Milenial Harus Manfaatkan Teknologi Digital untuk Kegiatan Produktif

Sabtu, 07 Agustus 2021 - 10:19 WIB
Ketua Umum Asosiasi Startup Teknologi Indonesia (Atsindo) Handito Joewono mengatakan, harus diakui anak-anak muda di kota lebih banyak melahirkan perusahaan rintisan berbasis teknologi. Alasannya, ekosistem, termasuk para programmer-nya, banyak bermukim di kota besar. Namun, bukan berarti tidak ada orang daerah yang melahirkan perusahaan rintisan.

Handito menyebut, perusahaan di daerah biasanya tidak banyak memanfaatkan TI. Mereka lebih banyak mengembangkan teknologi untuk pertanian, peternakan, perikanan, dan sebagainya. Dia menyarankan pemerintah memaksimalkan program Kampus Merdeka besutan Kemendikbudrisktek. Dalam program itu ada yang namanya Matching Fund. Ini pendanaan yang dilakukan perguruan tinggi kepada perusahaan-perusahaan baru.

“Akhirnya banyak menghasilkan startup di daerah. Kedua, ada program magang dan studi independen. Selama ini magang sesuatu yang biasa. Sekarang boleh magang satu semester. Banyak anak muda yang magang di perusahaan besar bisa sampai dua semester. Ini akan membuat proses pemanfaatan teknologi berjalan efektif,” ujarnya saat dihubungi KORAN SINDO, Jumat (6/08/2021).

Handito menerangkan, jika daerah ingin maju dalam penguasaan dan pemanfaatan TI, mereka harus berkolaborasi dengan perguruan tinggi. Lembaga pendidikan akan berfungsi sebagai fasilitator pengembangan teknologi bagi anak-anak muda di daerah tersebut. Atsindo mendorong para anak muda yang menciptakan perusahaan rintisan untuk bersabar.

Mereka harus membuat model bisnis yang jelas lebih dahulu. Tentu saja, perusahaan itu harus sudah berjalan. Jangan belum apa-apa sudah mencari investor. Handito mengungkapkan pola investor dalam membenamkan modal sudah berubah. Lima tahun lalu, para investor itu mengharapkan ide-ide kreatif.

“Idenya yang dihargai karena nanti bisnisnya sudah jalan, dia tinggal injeksi modal dan orang. Diambil alih startup-nya,” tuturnya.

- [Soal Latihan]
**1)** Sebutkan semua bidang yang disebut dalam bacaan sebagai sasaran pengembangan teknologi oleh perusahaan di daerah.
**2)** Ulangi dengan persis bagian bacaan yang dimulai dari "Handito menyebut, perusahaan" dan diakhiri dengan "kepada perusahaan-perusahaan baru.".
Entri yang tercantum sesudah bacaan ini tidak diperlukan.

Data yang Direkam
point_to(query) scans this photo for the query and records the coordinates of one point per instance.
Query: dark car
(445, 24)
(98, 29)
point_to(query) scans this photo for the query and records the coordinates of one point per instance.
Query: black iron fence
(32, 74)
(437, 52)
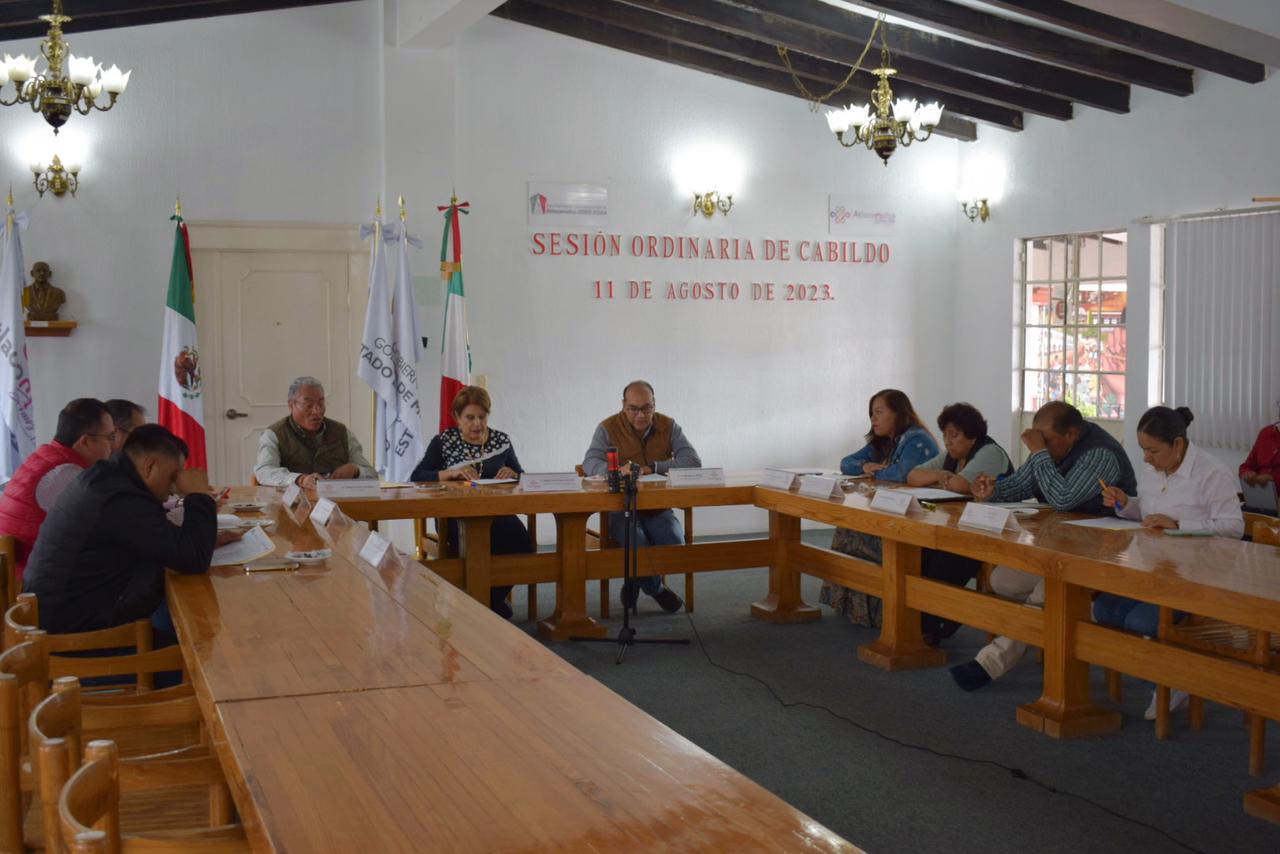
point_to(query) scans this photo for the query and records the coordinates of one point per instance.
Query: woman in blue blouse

- [Hasil Pengerjaan]
**1)** Pertanian, peternakan, dan perikanan.

**2)**
Handito menyebut, perusahaan di daerah biasanya tidak banyak memanfaatkan TI. Mereka lebih banyak mengembangkan teknologi untuk pertanian, peternakan, perikanan, dan sebagainya. Dia menyarankan pemerintah memaksimalkan program Kampus Merdeka besutan Kemendikbudrisktek. Dalam program itu ada yang namanya Matching Fund. Ini pendanaan yang dilakukan perguruan tinggi kepada perusahaan-perusahaan baru.